◆ Your task ◆
Can you write out the whole listing exactly?
___
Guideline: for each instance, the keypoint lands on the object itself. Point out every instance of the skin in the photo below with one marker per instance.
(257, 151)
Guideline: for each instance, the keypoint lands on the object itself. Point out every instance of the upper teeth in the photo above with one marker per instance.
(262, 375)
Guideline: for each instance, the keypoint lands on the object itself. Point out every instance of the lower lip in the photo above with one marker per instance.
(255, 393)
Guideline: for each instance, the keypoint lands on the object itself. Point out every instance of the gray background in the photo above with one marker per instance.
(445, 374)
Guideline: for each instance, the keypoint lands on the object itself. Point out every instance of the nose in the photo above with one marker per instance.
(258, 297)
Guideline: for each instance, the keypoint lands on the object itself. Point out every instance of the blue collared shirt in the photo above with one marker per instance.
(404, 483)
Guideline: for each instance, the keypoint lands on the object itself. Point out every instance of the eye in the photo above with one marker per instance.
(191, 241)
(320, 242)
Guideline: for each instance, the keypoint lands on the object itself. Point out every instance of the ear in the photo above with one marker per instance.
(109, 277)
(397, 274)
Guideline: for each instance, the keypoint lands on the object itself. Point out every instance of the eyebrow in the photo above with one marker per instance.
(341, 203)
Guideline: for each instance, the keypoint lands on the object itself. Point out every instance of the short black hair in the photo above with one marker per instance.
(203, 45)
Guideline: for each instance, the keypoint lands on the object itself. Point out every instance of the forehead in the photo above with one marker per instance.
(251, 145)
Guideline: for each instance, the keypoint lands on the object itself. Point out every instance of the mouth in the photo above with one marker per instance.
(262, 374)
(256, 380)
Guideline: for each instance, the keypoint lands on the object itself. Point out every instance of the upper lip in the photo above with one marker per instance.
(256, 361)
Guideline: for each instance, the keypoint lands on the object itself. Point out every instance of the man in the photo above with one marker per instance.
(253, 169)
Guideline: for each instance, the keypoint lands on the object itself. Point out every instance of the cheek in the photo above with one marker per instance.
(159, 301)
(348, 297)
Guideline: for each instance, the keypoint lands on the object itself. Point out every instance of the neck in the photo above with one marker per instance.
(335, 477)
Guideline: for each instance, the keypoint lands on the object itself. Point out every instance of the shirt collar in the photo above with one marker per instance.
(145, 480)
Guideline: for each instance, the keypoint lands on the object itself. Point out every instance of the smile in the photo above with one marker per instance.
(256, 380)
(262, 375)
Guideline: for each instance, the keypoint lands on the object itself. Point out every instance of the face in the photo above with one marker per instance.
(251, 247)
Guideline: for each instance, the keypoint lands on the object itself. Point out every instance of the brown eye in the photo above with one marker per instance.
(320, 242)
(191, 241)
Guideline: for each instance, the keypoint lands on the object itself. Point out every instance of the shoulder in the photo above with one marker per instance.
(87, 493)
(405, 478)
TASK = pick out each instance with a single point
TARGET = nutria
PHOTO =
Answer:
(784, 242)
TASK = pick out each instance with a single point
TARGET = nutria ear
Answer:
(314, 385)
___
◆ Response ◆
Guideline: for each instance, the keypoint lands on the object itself. Point out every instance of the skin in the photo below with one marker per instance.
(257, 151)
Guideline: for each instance, the keypoint lands on the object itself. Point out every instance of the upper teeth in the photo above with one marker per instance.
(262, 375)
Guideline: for each instance, the keypoint lands on the object itself. Point out every instance of the lower lip in the photo above with one marker per instance.
(255, 393)
Guideline: for each instance, the keypoint lands on the object itself. Point out every instance of the gray background in the photo above with one marker per instance.
(445, 374)
Guideline: for each instance, the keypoint lands on the object itself. Point out every instance of the nose in the photo above with one marker per instance.
(258, 297)
Guideline: for each instance, the keypoint lands on the object itself. Point out every instance of the blue collared shirt in the photo above with one marker per instance.
(404, 483)
Guideline: for each instance, the keypoint lands on the object itself. Point out every instance of the eye in the photo above with one marker per instance.
(191, 241)
(320, 242)
Guideline: for each instance, the keypoint lands on the object itself. Point out every instance of the ear in the photo above with one marker per instance.
(109, 277)
(397, 274)
Guideline: for each instance, the keypoint lands on the object itself. Point out every instance of the eyebrow in the photo above with one marker per instance.
(341, 203)
Guideline: for each instance, the keypoint lands on the object itself. Point out every instance of the short black hair in the photo above with one marker per instance.
(203, 45)
Guideline: for each instance, the keypoint lands on the object itself. Point out every instance of the forehead in the photo above with one marker per instance.
(251, 145)
Guideline: for each instance, the keypoint lands on the object itself. Point out every instance of the mouth in the photo above with one marker per instance.
(262, 374)
(256, 380)
Guideline: for each instance, the keypoint lands on the object itself. Point out every instance of the upper lip in the photo above with one marker per instance.
(256, 361)
Guideline: for each instance, the keypoint lands on the object itself. Point out every instance of the man in the photo above with one marker per instance.
(253, 169)
Guideline: for each instance, the keypoint lands on the object itself. Point out every instance of the cheek in the photo above with one marker per instance.
(159, 301)
(348, 297)
Guideline: for each instance, the keypoint lands on the object itself. Point out every instance of the neck in the photo above with one marker per instance.
(335, 477)
Guideline: for each instance, the keypoint lands on the object itself. Point out every instance of the shirt collar in the photo above with one marker per instance.
(145, 480)
Guideline: for each instance, the keypoint lands on the object itself. Point out every instance of the smile in the photo above with one marker per instance.
(256, 380)
(262, 375)
Guideline: for each instance, the keypoint lands on the object itself. Point out every instance of the face in the photo above with one marker per instance.
(251, 247)
Guideline: for each instance, the keypoint lands on the object itself. Point out every instance of the brown eye in the photo above with one marker per instance.
(320, 242)
(191, 241)
Guideline: for each instance, the keypoint lands on the object itself. Point out every instance of the shoulder in the photo above with one marker per instance.
(87, 493)
(405, 478)
TASK = pick out each instance with a single point
TARGET = nutria
PHOTO =
Answer:
(784, 242)
TASK = pick out each instance with a single point
TARGET = nutria ear
Answer:
(314, 385)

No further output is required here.